■ **What needs to be done**: Transcribe all the records with complete accuracy.

--- START Task material ---

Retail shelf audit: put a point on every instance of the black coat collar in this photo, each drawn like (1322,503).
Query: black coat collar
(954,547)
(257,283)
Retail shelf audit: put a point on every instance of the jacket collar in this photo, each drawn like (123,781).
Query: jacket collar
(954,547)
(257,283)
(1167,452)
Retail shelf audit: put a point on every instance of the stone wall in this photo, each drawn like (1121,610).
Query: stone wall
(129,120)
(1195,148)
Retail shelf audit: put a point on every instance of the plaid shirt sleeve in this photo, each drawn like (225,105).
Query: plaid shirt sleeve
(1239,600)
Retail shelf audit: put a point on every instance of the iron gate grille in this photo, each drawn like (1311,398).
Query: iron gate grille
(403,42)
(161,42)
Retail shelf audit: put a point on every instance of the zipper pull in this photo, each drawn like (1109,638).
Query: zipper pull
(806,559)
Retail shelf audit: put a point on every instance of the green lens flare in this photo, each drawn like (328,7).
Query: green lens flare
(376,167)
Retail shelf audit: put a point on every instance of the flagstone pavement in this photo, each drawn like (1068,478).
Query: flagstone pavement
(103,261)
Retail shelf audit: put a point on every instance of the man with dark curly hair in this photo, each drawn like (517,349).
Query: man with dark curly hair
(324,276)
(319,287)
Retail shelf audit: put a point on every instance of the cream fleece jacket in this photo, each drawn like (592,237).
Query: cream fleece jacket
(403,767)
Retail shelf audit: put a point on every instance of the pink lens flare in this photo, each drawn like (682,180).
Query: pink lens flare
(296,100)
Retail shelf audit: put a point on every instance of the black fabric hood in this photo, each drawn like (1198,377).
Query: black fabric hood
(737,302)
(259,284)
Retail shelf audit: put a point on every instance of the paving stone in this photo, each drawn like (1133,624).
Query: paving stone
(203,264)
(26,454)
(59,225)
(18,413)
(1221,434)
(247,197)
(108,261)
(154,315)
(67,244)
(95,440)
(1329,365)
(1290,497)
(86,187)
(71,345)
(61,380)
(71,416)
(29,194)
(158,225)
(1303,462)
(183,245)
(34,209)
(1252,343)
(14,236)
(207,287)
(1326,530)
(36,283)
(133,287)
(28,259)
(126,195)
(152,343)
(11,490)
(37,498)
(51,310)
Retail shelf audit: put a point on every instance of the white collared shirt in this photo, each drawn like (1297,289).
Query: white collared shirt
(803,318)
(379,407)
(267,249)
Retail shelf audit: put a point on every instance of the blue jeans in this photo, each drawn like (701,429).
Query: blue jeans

--- END Task material ---

■ **Written answer**:
Retail shelf audit: put a point on every instance of the black coat collar in this photo, each drawn like (1322,503).
Query: black coat collar
(954,547)
(257,283)
Retail shelf audit: put a point on every instance of the jacket collar in this photo, each drawn like (123,781).
Query: jacket collar
(954,547)
(257,283)
(1167,452)
Retail shelf audit: put a point on every instance of the stone wall in this photo, each drawn like (1121,610).
Query: stone wall
(129,120)
(1195,148)
Retail shelf audit: put a point on every instance of the plaid shirt sleeve in this photo, each drawn like (225,105).
Query: plaid shirt sleeve
(1239,600)
Retail shelf audit: put a point on every instance of the iron gate grille in this photo, each drawn like (1311,398).
Query: iron gate grille
(403,42)
(161,42)
Retail shelf audit: put a point on every instance of the zipper pull in this photo, each drawn like (1109,638).
Query: zipper pull
(806,559)
Retail shelf audit: put a point on every instance of the green lens flare in this photo, each drawn like (328,7).
Query: green lens flare
(376,167)
Retail shelf audit: put a point on every instance of the flagstone pavement in this photo, each drawn like (1068,478).
Query: flagstone pavement
(103,261)
Retail shelf audit: put a point on every instance of the man with dark curly hair in this photo, each drawn like (517,349).
Query: man with dark curly hair
(324,276)
(319,287)
Retail shelf audit: put a point on every instance of the cream fleece jacket in this photo, each drawn like (592,237).
Query: cream fleece jacket
(403,767)
Retail shelf audit: put a point on every instance of the pink lens flare in this photo, each drawn like (682,180).
Query: pink lens flare
(296,100)
Retail shelf audit: put a point on every instance of the black fabric hood in this photo, each drawn like (1198,377).
Query: black fabric hood
(737,302)
(259,284)
Retail shelf audit: put a point on every instance of the paving stone in this photo, each drawn like (1133,624).
Query: paving stone
(203,264)
(26,454)
(59,225)
(18,413)
(1221,434)
(247,197)
(108,261)
(154,315)
(67,244)
(95,440)
(1329,365)
(1290,497)
(86,187)
(71,345)
(61,380)
(71,416)
(29,194)
(158,225)
(1303,462)
(183,245)
(34,209)
(1252,343)
(14,236)
(207,287)
(1326,530)
(36,283)
(133,287)
(28,259)
(126,195)
(152,343)
(11,490)
(37,498)
(51,310)
Retail shelf audit: put a point on every instance of the white collared shirt in this photo, each drawn like (1297,289).
Query: white collared shirt
(803,318)
(379,407)
(267,249)
Retail shelf audit: put a point on every instance of the blue jeans in this photo, each drawn like (701,429).
Query: blue jeans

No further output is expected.